_Text section:_
--- --- ---

From an earlier discussion on memory, a chance wrong link sent me on the search for information on neuroscientist Ian H. Robertson. While I couldn’t dig up the much quoted research article regarding the inability of younger people to remember phone numbers as well as the older generation(primarily on blogs, which ought to have thrown up a relevant hyperlink or two), I did come across a bevy of articles penned by Dr.Robertson as a columnist for the British Medical Journal, which whetted my appetite for more.
Samples below:
The point? Oh yes, the point. Well, the point of this book is that pleasure and quality of life are about buying things which change how you feel. Like tobacco, like alcohol, like chocolate, like fatty foods, and like coffee. You see, these are the really important things which put the quality in life. The trouble is that fascist health promoters keep making us stressed and sick by telling us to stop or do less of them. The editors of this book have a noble vision of a new science of pleasure. There are even three pages describing the pleasure circuits in the brain to prove it.
–From a pithy 1996 review of a psychology book
The gut reaction that is prejudice is just that: an automatic convulsion of body and mind against the object of prejudice. It takes less than half a second for this convulsion to spread through the brain when the object of prejudice is encountered. This is too fast for conscious reflection–and hence for conscious control. It is a reaction that is learnt largely from parents and family, and the stark truth is that it is so ingrained in the mental apparatus that it is almost impossible to change.

--- --- ---

_Material supplied:_
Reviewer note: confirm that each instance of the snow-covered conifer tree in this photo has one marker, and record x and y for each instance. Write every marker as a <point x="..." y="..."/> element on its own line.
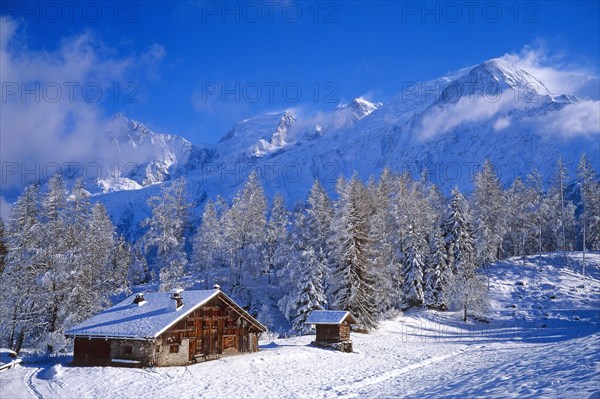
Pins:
<point x="412" y="268"/>
<point x="244" y="230"/>
<point x="165" y="238"/>
<point x="589" y="188"/>
<point x="208" y="242"/>
<point x="489" y="212"/>
<point x="437" y="272"/>
<point x="277" y="240"/>
<point x="352" y="281"/>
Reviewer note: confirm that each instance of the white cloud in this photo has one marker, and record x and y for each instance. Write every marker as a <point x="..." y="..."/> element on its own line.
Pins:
<point x="558" y="74"/>
<point x="579" y="119"/>
<point x="5" y="208"/>
<point x="51" y="112"/>
<point x="501" y="123"/>
<point x="444" y="118"/>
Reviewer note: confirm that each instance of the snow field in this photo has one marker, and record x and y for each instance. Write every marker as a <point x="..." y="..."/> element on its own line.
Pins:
<point x="548" y="345"/>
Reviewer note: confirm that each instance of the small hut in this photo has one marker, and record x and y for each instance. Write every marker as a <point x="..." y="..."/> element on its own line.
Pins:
<point x="165" y="329"/>
<point x="333" y="329"/>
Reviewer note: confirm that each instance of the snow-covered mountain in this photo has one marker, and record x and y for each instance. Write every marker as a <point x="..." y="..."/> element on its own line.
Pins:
<point x="135" y="157"/>
<point x="540" y="340"/>
<point x="448" y="125"/>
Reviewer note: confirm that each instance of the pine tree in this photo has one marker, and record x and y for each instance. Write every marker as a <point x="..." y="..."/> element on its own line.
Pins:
<point x="56" y="257"/>
<point x="467" y="289"/>
<point x="437" y="272"/>
<point x="458" y="234"/>
<point x="3" y="246"/>
<point x="589" y="188"/>
<point x="307" y="294"/>
<point x="385" y="264"/>
<point x="165" y="238"/>
<point x="276" y="242"/>
<point x="489" y="214"/>
<point x="353" y="288"/>
<point x="412" y="269"/>
<point x="560" y="228"/>
<point x="244" y="231"/>
<point x="208" y="242"/>
<point x="22" y="300"/>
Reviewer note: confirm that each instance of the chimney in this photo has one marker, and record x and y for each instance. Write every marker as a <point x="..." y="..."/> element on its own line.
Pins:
<point x="177" y="299"/>
<point x="139" y="299"/>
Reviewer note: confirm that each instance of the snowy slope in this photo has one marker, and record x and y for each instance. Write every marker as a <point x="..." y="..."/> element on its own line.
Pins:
<point x="542" y="340"/>
<point x="448" y="125"/>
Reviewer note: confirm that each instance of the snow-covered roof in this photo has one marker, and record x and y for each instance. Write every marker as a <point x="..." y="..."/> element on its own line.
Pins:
<point x="328" y="317"/>
<point x="150" y="318"/>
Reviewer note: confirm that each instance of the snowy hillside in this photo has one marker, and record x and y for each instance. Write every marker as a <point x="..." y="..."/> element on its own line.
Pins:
<point x="448" y="125"/>
<point x="541" y="339"/>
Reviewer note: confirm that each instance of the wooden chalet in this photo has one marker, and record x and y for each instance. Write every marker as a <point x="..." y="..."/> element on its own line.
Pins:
<point x="165" y="329"/>
<point x="333" y="329"/>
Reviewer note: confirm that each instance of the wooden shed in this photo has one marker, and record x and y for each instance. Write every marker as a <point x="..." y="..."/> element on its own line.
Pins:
<point x="333" y="329"/>
<point x="165" y="329"/>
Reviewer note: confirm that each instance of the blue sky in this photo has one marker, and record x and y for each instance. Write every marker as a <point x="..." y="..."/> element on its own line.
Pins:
<point x="175" y="59"/>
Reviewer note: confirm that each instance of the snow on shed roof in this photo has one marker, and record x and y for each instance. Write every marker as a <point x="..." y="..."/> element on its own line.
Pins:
<point x="328" y="317"/>
<point x="148" y="320"/>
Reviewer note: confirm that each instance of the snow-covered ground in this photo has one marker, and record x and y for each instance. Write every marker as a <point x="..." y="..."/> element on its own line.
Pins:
<point x="542" y="339"/>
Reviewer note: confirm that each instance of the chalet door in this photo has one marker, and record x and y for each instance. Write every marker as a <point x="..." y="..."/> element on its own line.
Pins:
<point x="210" y="333"/>
<point x="192" y="351"/>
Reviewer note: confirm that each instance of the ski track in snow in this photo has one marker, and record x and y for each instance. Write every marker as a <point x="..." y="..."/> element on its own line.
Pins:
<point x="347" y="390"/>
<point x="542" y="340"/>
<point x="31" y="386"/>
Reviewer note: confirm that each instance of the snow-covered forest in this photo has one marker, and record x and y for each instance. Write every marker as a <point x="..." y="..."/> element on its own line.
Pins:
<point x="390" y="243"/>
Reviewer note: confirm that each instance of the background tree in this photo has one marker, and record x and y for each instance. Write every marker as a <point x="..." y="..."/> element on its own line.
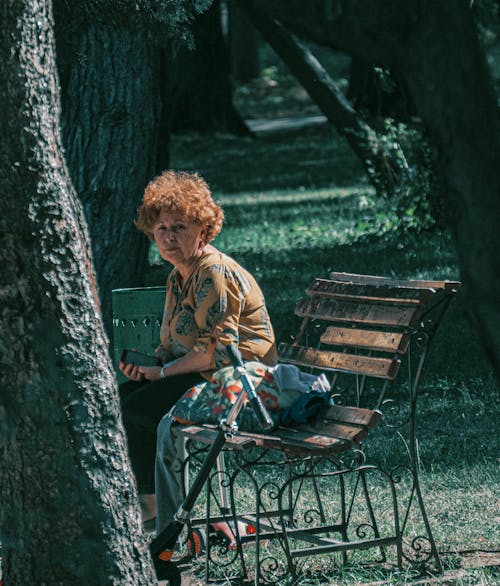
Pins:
<point x="243" y="44"/>
<point x="67" y="497"/>
<point x="198" y="88"/>
<point x="447" y="75"/>
<point x="114" y="116"/>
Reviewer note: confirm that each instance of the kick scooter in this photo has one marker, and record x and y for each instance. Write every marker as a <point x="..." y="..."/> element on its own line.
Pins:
<point x="162" y="547"/>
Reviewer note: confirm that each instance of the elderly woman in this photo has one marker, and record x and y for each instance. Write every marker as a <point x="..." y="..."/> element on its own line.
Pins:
<point x="209" y="297"/>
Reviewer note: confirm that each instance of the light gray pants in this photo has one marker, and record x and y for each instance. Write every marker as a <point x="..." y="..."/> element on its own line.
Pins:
<point x="168" y="474"/>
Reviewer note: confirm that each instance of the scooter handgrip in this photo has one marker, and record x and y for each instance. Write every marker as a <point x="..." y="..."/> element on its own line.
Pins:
<point x="234" y="355"/>
<point x="261" y="413"/>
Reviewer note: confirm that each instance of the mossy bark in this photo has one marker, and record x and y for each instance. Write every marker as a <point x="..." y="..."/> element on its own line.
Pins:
<point x="111" y="121"/>
<point x="68" y="511"/>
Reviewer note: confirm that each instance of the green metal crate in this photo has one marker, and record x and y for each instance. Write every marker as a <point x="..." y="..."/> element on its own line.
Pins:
<point x="137" y="315"/>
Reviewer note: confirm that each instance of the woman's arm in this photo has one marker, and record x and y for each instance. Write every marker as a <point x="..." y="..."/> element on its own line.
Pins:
<point x="191" y="362"/>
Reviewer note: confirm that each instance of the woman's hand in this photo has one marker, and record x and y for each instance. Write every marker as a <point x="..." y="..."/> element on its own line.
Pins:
<point x="150" y="372"/>
<point x="131" y="371"/>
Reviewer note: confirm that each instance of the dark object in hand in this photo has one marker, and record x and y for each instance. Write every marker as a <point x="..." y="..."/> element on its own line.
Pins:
<point x="139" y="359"/>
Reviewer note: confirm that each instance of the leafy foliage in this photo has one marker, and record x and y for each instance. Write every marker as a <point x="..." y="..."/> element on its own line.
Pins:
<point x="172" y="17"/>
<point x="414" y="200"/>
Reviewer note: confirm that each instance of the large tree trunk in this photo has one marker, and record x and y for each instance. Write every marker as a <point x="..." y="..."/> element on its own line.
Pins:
<point x="68" y="511"/>
<point x="198" y="81"/>
<point x="434" y="46"/>
<point x="111" y="123"/>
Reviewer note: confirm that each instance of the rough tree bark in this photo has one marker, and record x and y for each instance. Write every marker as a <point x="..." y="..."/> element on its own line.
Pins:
<point x="68" y="509"/>
<point x="446" y="72"/>
<point x="111" y="122"/>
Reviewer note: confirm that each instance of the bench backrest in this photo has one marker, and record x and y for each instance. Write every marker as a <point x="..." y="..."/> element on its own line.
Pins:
<point x="364" y="325"/>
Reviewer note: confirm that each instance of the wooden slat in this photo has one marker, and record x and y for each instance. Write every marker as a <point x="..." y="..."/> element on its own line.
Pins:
<point x="370" y="292"/>
<point x="338" y="430"/>
<point x="339" y="361"/>
<point x="367" y="339"/>
<point x="352" y="415"/>
<point x="206" y="434"/>
<point x="370" y="314"/>
<point x="449" y="286"/>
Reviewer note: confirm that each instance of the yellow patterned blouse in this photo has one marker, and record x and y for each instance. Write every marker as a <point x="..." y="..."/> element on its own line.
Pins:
<point x="220" y="298"/>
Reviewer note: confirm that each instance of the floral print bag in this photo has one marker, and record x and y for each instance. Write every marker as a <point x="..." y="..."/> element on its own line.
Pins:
<point x="211" y="401"/>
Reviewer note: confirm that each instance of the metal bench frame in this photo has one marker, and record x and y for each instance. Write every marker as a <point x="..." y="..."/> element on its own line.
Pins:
<point x="399" y="319"/>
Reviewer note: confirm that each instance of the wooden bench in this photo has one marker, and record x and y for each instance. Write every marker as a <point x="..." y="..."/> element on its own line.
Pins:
<point x="312" y="488"/>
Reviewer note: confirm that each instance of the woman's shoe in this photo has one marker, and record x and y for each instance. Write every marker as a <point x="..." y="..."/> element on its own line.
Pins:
<point x="227" y="530"/>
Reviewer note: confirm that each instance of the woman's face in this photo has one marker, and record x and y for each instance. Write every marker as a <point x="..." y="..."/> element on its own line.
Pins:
<point x="179" y="240"/>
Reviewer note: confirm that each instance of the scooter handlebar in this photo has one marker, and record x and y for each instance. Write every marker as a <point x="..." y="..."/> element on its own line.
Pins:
<point x="260" y="411"/>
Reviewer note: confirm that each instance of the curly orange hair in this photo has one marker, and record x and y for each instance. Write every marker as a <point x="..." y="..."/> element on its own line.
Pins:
<point x="181" y="193"/>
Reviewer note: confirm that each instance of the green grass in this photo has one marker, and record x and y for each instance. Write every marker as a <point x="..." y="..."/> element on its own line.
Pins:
<point x="297" y="207"/>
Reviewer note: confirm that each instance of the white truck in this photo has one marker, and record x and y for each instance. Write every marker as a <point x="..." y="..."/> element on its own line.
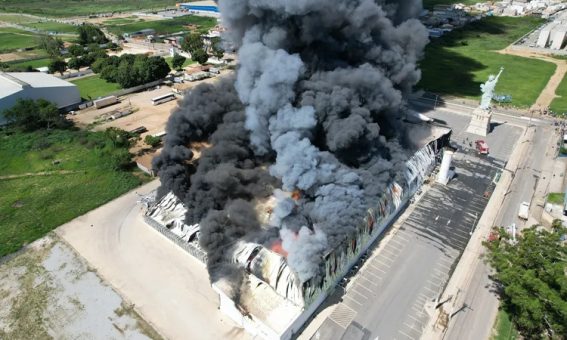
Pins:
<point x="524" y="211"/>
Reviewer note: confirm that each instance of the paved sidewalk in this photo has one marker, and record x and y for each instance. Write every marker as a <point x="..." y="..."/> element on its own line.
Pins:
<point x="462" y="277"/>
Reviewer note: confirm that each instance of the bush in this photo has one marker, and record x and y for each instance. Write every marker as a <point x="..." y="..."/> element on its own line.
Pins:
<point x="152" y="141"/>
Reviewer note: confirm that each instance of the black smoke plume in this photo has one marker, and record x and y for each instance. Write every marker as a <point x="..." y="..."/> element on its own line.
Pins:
<point x="316" y="106"/>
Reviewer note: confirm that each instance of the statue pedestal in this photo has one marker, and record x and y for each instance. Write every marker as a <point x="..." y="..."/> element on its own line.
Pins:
<point x="480" y="122"/>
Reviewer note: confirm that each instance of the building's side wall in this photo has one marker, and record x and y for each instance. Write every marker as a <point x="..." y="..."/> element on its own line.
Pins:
<point x="62" y="96"/>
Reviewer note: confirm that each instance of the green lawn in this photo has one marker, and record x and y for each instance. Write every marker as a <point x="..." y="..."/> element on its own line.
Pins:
<point x="16" y="18"/>
<point x="430" y="3"/>
<point x="70" y="8"/>
<point x="559" y="104"/>
<point x="93" y="87"/>
<point x="187" y="62"/>
<point x="34" y="205"/>
<point x="52" y="26"/>
<point x="458" y="63"/>
<point x="33" y="63"/>
<point x="12" y="39"/>
<point x="555" y="197"/>
<point x="503" y="328"/>
<point x="165" y="26"/>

--- --- ---

_Prompt:_
Pick up the piece about Ian Robertson's medical journal columns after its last sentence and write the next part. The records are separate material and have no connection to the piece about Ian Robertson's columns.

_Reply:_
— From Gut reactionaries
One of the worst things about getting older is becoming stupider. It’s not, I’m afraid, just a matter of losing the edge off your memory. The gruesome fact is that, on standard tests of raw intelligence which do not rely on stored up knowlege or well rehearsed mental skills, from the mid-20s onwards your mental abilities steadily decline. Now 90% of jobs are 90% routine, and age may confer advantage to the routine via long experience and hugely practised skills, but non-routine problem solving is better done by the young. Hence most mathematicians have to make their names and find their chairs in their 20s and 30s, and state-of-the-art computer programmers have to get out or get into management while they are still young. Only in politics does age related mental decline seem to be linked with career advantage.
–From Use it or lose it
Dr. Robertson makes some interesting observations regarding the propensities and capacity of the human brain in this interview, as well, in context of a discussion of his book ‘Mind Sculpture:Unlocking your brain’s untapped potential’.
Griffin: The book’s title, Mind Sculpture,
is itself, of course, a metaphor. It makes the hugely important point
that we have the capacity to sculpt our own brains, and you describe
the brain in a wonderful phrase: "this trembling web". Could you talk
about what you mean by brain sculpting?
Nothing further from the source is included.